### Listed entries ###

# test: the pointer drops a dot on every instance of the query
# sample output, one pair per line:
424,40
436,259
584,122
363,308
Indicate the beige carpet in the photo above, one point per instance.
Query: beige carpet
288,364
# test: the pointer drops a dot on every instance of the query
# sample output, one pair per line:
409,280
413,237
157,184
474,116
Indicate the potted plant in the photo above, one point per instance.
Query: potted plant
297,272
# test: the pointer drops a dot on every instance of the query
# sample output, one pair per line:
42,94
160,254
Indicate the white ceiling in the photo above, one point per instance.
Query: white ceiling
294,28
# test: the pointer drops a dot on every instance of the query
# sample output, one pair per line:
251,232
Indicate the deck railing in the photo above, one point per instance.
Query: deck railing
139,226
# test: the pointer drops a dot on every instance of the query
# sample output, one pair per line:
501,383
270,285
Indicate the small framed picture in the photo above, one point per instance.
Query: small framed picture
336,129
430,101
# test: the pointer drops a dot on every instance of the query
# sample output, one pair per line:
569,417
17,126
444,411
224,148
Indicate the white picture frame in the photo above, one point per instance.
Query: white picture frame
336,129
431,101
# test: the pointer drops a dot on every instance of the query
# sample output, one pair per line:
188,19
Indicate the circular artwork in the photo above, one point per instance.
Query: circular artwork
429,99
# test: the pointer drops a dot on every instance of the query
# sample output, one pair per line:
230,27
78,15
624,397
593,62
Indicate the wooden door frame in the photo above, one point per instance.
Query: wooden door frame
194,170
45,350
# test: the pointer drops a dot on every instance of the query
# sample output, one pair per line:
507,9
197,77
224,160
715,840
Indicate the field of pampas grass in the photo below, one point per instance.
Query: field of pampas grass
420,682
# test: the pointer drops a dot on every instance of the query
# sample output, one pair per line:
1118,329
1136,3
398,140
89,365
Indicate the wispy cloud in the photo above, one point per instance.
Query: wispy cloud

###

- [Problem description]: The records above are to be repeated exactly, in their entirety.

- [Written solution]:
# test: the pointer drops a dot on every instance of the query
# sample output, one pair per line:
424,40
436,259
584,122
363,308
Indicate the beige carpet in the photo above, one point per instance.
Query: beige carpet
288,364
# test: the pointer drops a dot on every instance of the query
# sample output, one pair per line:
409,280
413,237
157,184
474,116
Indicate the potted plant in the photo above, one point per instance.
Query: potted plant
297,272
# test: the pointer drops a dot on every instance of the query
# sample output, one pair per line:
42,94
160,254
Indicate the white ceiling in the photo above, one point per instance.
Query: white ceiling
294,28
# test: the pointer drops a dot on every instance of the query
# sample output, one pair per line:
251,232
Indicate the deck railing in the photo above, one point per instance.
Query: deck railing
139,226
# test: the pointer drops a dot on every instance of the query
# sample output, one pair per line:
501,383
270,285
Indicate the small framed picture in the photo above, one point per instance.
Query: small framed picture
336,129
430,101
# test: the pointer drops a dot on every instance of the query
# sample output, one pair per line:
569,417
17,126
444,411
224,148
Indicate the white picture frame in the photo above, one point per instance.
Query: white picture frame
336,129
431,101
# test: the pointer drops a dot on every instance of the query
# sample output, one pair per line:
188,19
Indicate the circular artwork in the photo above, one point per instance.
Query: circular artwork
429,99
# test: the pointer drops a dot on every instance of the query
# sample output, one pair per line:
230,27
78,15
624,397
593,62
Indicate the wooden door frame in the photo above, one point per instance.
Query: wooden door frame
194,170
45,350
# test: the pointer drops a dot on every instance of the query
# sample output, one pair per line:
507,9
197,77
224,160
715,840
Indicate the field of pampas grass in the photo below, one point per instance.
Query: field of pampas grass
420,682
# test: the pointer drops a dot on every instance of the query
# sample output, one pair per line:
1118,329
1136,3
398,140
89,365
Indicate the wispy cloud in the photo above, one point per instance.
Query: wispy cloud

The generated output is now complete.